#### RECORDS SUPPLIED ####
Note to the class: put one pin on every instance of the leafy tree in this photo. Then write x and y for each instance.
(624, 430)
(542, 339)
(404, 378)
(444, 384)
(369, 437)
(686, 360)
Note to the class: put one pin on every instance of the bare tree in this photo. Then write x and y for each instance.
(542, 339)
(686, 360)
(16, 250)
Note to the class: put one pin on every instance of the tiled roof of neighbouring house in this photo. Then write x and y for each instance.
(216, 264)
####
#### RECORDS SUPPLIED ####
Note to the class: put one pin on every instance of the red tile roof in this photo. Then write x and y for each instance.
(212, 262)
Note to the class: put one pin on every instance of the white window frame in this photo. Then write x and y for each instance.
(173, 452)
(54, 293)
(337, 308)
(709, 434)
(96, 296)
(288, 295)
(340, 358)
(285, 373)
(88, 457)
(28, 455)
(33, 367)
####
#### RECORDS SUPPLIED ####
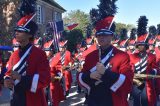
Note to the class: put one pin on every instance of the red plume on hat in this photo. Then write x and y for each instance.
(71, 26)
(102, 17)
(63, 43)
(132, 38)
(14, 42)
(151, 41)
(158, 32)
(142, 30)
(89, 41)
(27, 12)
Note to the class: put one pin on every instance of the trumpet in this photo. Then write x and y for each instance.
####
:: STATED EXERCISE ::
Quote the records from the line with "the red plume" up to and including the line with "of the trumpet".

:: REPLY ::
Note to the class: put one pin on every instance of the red plume on hat in this photo. Then write x and y for each instance.
(71, 26)
(102, 17)
(63, 43)
(132, 38)
(14, 42)
(151, 41)
(158, 32)
(142, 30)
(89, 41)
(27, 12)
Note to the class: put one pin on every instance of the trumpet in this photo. Then write x and y for each instance.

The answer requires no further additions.